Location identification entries
****

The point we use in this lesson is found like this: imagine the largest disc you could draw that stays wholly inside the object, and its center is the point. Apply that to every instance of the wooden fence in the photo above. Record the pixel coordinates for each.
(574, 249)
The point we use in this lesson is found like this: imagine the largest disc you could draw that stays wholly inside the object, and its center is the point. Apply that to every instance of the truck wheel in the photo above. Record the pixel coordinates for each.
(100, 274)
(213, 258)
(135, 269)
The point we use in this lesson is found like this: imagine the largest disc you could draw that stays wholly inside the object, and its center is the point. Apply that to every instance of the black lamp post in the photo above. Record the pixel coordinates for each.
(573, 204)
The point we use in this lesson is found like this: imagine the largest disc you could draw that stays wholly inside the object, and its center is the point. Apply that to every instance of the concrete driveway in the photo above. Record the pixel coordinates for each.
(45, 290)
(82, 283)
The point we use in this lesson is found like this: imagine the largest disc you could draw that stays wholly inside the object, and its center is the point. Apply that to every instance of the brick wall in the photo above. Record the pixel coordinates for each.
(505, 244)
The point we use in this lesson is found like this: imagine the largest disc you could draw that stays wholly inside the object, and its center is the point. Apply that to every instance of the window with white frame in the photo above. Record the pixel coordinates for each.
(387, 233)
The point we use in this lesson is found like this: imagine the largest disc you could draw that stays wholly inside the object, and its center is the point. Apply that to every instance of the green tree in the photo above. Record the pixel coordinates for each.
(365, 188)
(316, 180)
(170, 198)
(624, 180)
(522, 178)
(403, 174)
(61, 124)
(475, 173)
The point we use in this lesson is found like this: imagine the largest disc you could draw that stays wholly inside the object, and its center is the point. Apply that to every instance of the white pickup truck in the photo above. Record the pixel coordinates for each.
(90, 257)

****

TASK INSTRUCTIONS: Reproduce the lines from the one containing "of the white" through the last line above, offsetting every pixel coordinate value by 55 and leaving all other text unchanged.

FULL SOLUTION:
The point we use in this lesson is found like this: imagine the largest disc you could draw that stays wholly inside the object, and its center is the point. Apply that to every instance of the white pickup truck in the photo above. Record the pixel coordinates for each.
(145, 312)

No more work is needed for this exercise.